Skip to content

▣ production · HIPAA · 4 yrs

Agentic RAG in regulated healthcare

Production agentic RAG over docs, code, Confluence, and Jira for a HIPAA/ISO 13485 platform — compliance retrieval 30s → sub-second, verification 60% faster.

Period
Sept 2021 – July 2025
Role
Senior Software Engineer · Treatment Technologies & Insights
Status
case study
  • 30s → <1s compliance retrieval
  • 60% faster verification
  • #rag
  • #llm-evals
  • #mcp
  • #healthcare
  • #fastapi
  • #qdrant

The problem

Treatment Technologies & Insights builds healthcare software, which means HIPAA and ISO 13485 — every release carries a burden of evidence. Does this requirement trace to a design doc? Did the code change ship with its test? Was the ticket closed before release? That evidence lived in four systems: product documentation, the codebase, Confluence, and Jira.

Verification was manual cross-referencing across those silos. A single documentation lookup took around 30 seconds, and one verification pass chains many lookups. Worse, the real questions were multi-hop — “which SOP covers this validation step, and is the implementing ticket actually closed?” — and no single search index can answer a question whose second half depends on the first.

The architecture

I architected an agentic RAG system instead of a classic one-shot retrieve-then-generate pipeline. The agent has MCP tools for each evidence source — documentation, codebase, Confluence, Jira — and does multi-hop reasoning: query one source, use the result to choose the next call, chain until the question is resolved. Provenance is preserved per hop, so every answer can say which system the evidence came from.

Underneath sits the retrieval layer: 768-dimensional embeddings in Qdrant, hybrid BM25 + vector retrieval, similarity-threshold tuning, and chunking strategies tuned for compliance documents. Retrieval quality was validated with NDCG and MRR on labeled query sets before anything reached production.

Serving ran through FastAPI async inference servers handling LLM request routing — request batching, connection pooling, rate limiting, and failover across OpenAI, Anthropic, and Google.

Model selection went through an evaluation framework I designed and deployed: ChatGPT, Claude, Gemini, Llama, and Qwen, benchmarked on p50/p95 latency, cost-per-token, accuracy, and capability fit for healthcare compliance workflows.

Decisions that mattered

Tools over one giant index. The tempting design is to crawl everything into a single vector store. That dies on multi-hop questions and destroys provenance — “the index said so” doesn’t survive an audit. Giving the agent per-source tools kept every answer traceable to a system of record, which in this domain is the feature.

*Given information:*
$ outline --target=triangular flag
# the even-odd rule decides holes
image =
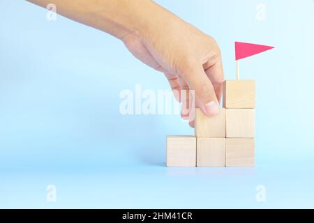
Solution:
[[[236,61],[273,49],[274,47],[258,44],[234,42]]]

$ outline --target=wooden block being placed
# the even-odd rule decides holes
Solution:
[[[197,137],[225,137],[225,109],[209,117],[195,109],[195,133]]]
[[[255,109],[226,109],[226,137],[254,138]]]
[[[254,167],[254,139],[225,139],[226,167]]]
[[[167,136],[167,167],[195,167],[196,138]]]
[[[255,82],[225,80],[223,82],[223,105],[225,108],[255,108]]]
[[[225,167],[225,138],[197,138],[197,167]]]

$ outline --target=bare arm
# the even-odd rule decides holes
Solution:
[[[54,3],[57,13],[114,36],[135,57],[163,72],[173,90],[194,90],[205,114],[219,112],[224,77],[216,41],[154,1],[28,1],[45,8]]]

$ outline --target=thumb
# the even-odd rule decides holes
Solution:
[[[183,70],[182,77],[190,90],[195,91],[195,102],[207,116],[219,113],[215,90],[202,66],[194,66]]]

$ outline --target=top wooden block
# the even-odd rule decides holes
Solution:
[[[255,107],[254,80],[225,80],[223,82],[223,107],[253,109]]]

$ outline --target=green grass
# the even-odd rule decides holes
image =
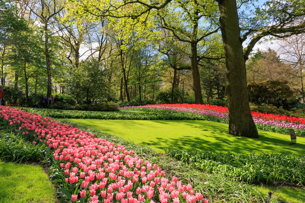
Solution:
[[[268,193],[269,191],[273,192],[278,187],[278,186],[273,187],[267,185],[256,186],[258,190],[259,190],[266,194]],[[280,196],[289,203],[304,203],[305,202],[305,190],[302,188],[282,186],[271,196],[270,203],[273,202],[272,200],[276,197],[278,196]]]
[[[0,163],[0,202],[56,202],[55,190],[40,166]]]
[[[147,145],[156,151],[177,148],[217,152],[283,153],[305,155],[305,138],[290,146],[289,135],[259,131],[260,138],[239,137],[228,133],[227,124],[205,121],[131,121],[70,119],[81,125]]]

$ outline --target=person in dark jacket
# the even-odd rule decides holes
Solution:
[[[43,97],[43,93],[41,93],[40,95],[40,108],[44,108],[45,98]]]
[[[45,106],[44,108],[47,107],[47,106],[48,106],[48,97],[46,96],[45,97],[45,103],[44,104],[45,105]]]

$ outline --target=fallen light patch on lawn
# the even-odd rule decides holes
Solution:
[[[0,163],[0,202],[54,203],[55,189],[38,166]]]

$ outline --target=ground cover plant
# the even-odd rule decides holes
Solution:
[[[292,146],[289,135],[275,133],[259,131],[259,138],[246,138],[228,133],[227,124],[207,121],[68,120],[147,145],[160,153],[174,146],[217,153],[231,150],[237,153],[273,152],[289,156],[305,154],[304,138],[297,138],[297,144]]]
[[[209,173],[220,173],[230,179],[248,183],[283,182],[305,162],[305,156],[298,158],[273,153],[217,153],[173,148],[165,152],[171,157],[198,170]],[[288,182],[301,185],[305,183],[303,169],[298,170]]]
[[[63,185],[58,191],[63,194],[63,200],[190,203],[203,198],[190,184],[183,184],[174,177],[169,180],[156,164],[143,161],[123,145],[37,114],[0,107],[6,126],[33,143],[45,143],[54,152],[51,178]]]
[[[54,187],[39,166],[0,162],[0,202],[55,203]]]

*Complete the following:*
1) In the healthcare RAG case study, substitute "proof" for "evidence" and write out the passage from "The problem" up to and including "Confluence, and Jira.".
2) Carry the healthcare RAG case study further, starting after its last sentence.

*Answers:*
1)
The problem

Treatment Technologies & Insights builds healthcare software, which means HIPAA and ISO 13485 — every release carries a burden of proof. Does this requirement trace to a design doc? Did the code change ship with its test? Was the ticket closed before release? That proof lived in four systems: product documentation, the codebase, Confluence, and Jira.

2)
Hybrid BM25 + vector. Compliance text is dense with exact identifiers — SOP numbers, ticket keys, error codes. Pure semantic search loses exact-match precision; pure keyword search loses paraphrases. Hybrid retrieval with tuned similarity thresholds fixed both, and below threshold the system reports that it found no evidence instead of returning the nearest weak match. In a regulated environment, a confident wrong answer is strictly worse than no answer.

Retrieval measured separately from generation. NDCG and MRR against labeled queries, tracked as their own metrics. Nearly every bad answer traced back to retrieval, not the model — and you can’t fix what you’ve blended into one end-to-end score.

Evals over model loyalty. The five-model benchmark turned model choice into an engineering decision instead of a preference. Latency-sensitive interactive flows and accuracy-sensitive compliance flows don’t want the same model, and p50/p95 plus cost-per-token made those trade-offs explicit and revisitable as new models shipped.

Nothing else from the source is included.